» Exercise: Print every entry below verbatim, line for line, without changing any wording.

Entries for location identification
----

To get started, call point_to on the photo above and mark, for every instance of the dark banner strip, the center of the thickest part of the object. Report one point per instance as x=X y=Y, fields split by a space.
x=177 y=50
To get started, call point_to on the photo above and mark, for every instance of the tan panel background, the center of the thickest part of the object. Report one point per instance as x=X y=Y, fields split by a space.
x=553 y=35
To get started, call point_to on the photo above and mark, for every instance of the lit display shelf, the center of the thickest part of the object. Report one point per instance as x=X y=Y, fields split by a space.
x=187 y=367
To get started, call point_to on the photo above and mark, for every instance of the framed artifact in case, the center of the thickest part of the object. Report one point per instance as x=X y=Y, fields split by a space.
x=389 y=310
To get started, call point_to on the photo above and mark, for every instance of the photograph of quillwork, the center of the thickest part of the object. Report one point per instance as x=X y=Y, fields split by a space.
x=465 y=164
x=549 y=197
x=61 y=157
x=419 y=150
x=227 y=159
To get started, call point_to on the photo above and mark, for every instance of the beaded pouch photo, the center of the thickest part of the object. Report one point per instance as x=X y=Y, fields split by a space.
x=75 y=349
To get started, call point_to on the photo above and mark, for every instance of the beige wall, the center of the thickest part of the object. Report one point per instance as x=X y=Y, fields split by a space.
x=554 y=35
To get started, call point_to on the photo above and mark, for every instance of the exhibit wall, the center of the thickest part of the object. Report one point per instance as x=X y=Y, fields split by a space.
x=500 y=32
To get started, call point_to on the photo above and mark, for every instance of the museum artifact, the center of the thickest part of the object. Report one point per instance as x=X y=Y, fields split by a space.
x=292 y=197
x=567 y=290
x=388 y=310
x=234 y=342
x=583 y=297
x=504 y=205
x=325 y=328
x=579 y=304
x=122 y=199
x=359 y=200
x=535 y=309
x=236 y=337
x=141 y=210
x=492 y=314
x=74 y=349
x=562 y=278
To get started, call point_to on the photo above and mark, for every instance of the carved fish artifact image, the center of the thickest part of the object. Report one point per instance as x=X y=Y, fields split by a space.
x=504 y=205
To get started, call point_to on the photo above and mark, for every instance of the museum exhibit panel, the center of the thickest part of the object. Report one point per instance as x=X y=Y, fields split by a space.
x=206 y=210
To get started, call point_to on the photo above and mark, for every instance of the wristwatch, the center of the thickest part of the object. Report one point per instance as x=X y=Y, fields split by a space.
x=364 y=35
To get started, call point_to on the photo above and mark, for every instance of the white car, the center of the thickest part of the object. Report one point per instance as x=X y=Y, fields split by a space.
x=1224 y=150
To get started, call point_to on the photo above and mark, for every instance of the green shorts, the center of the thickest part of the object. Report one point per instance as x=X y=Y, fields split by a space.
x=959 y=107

----

» Solution to this exercise:
To get started, call point_to on the photo above and mark, for every instance of the dark banner strip, the center of the thickest part of the object. Report one point per instance as x=X y=Y, fields split by a space.
x=177 y=50
To get started, call point_to on the photo above and mark, for every instance of the tan panel background, the center of the thickest part of the object. Report one point per instance as x=X y=Y, fields split by a space.
x=553 y=35
To get started, call point_to on the photo above and mark, for every instance of the lit display shelf, the center of the thickest part of the object. Report one point per instance as x=X y=Y, fields split by a space.
x=187 y=367
To get started, call point_to on the photo above and mark, for every instance of the framed artifact in case, the center of the thickest part of the object. Report one point per instance as x=X y=Y, fields split by a space.
x=389 y=310
To get started, call point_to on the photo above and mark, for every instance of the photograph of quillwork, the center of the thickest part of the object. Report one point per instance as x=X y=Y, fields split by a space.
x=465 y=164
x=549 y=197
x=61 y=157
x=419 y=150
x=227 y=159
To get started, call point_to on the photo above and mark, for every instance of the beaded pouch photo, the center of the thickest part of the object. Report one point per instance as x=X y=Y, fields split by a space.
x=75 y=349
To get started, call point_to on the photo above and mark, for every instance of the beige wall, the center of the thickest part of the object. Report one point per instance as x=X y=Y, fields split by a space.
x=554 y=35
To get started, call point_to on the photo above and mark, for every instance of the exhibit wall, the center of the thickest part of the object. Report one point per instance as x=X y=Y, fields split by a space.
x=500 y=32
To get started, call point_to on the photo above and mark, for every instance of the museum artifact, the center of the thickest part of the object. Report one point per instance as x=X y=Y, fields split by a space.
x=292 y=197
x=567 y=290
x=388 y=310
x=234 y=342
x=583 y=297
x=504 y=205
x=325 y=328
x=579 y=304
x=122 y=199
x=359 y=200
x=535 y=309
x=236 y=337
x=141 y=210
x=492 y=314
x=74 y=349
x=562 y=278
To get started, call point_to on the photo above and mark, for every instance of the carved fish artifact image, the center of the thickest part of the object. Report one point per instance as x=X y=Y, fields split by a space.
x=504 y=205
To get started, call point_to on the photo above and mark, for every instance of the museum exhibit panel, the center of the thickest part of the object. Report one point per instance as x=X y=Y, fields split by a space.
x=206 y=210
To get started, call point_to on the photo above and mark, for every instance of the wristwatch, the center of the thickest part of the object. Report one point per instance as x=X y=Y, fields split by a space.
x=364 y=35
To get started, call point_to on the photo above and mark, for every instance of the white car, the center of the thickest part of the object. Report one point per instance as x=X y=Y, fields split by a space.
x=1224 y=150
To get started, call point_to on the photo above and mark, for every instance of the green shorts, the center of the thickest part of the object. Report one point per instance as x=X y=Y, fields split by a space.
x=959 y=107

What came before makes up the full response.